* start THE INPUT *

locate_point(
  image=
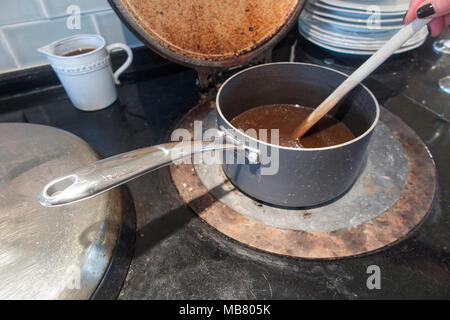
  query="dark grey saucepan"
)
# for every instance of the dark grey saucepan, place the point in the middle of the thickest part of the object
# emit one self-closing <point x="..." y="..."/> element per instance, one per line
<point x="270" y="173"/>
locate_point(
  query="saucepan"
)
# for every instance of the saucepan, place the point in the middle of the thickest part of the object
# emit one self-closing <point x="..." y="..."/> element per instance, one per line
<point x="277" y="175"/>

* end THE INPUT *

*TASK TO CARRY OUT:*
Report each line of the rows above that contains the word "part".

*WRITTEN RESPONSE:*
# for every instance of the dark grey saucepan, place the point in the middle of the thickest part of the object
# for every instance of the saucepan, place the point in the middle of the thickest part of the object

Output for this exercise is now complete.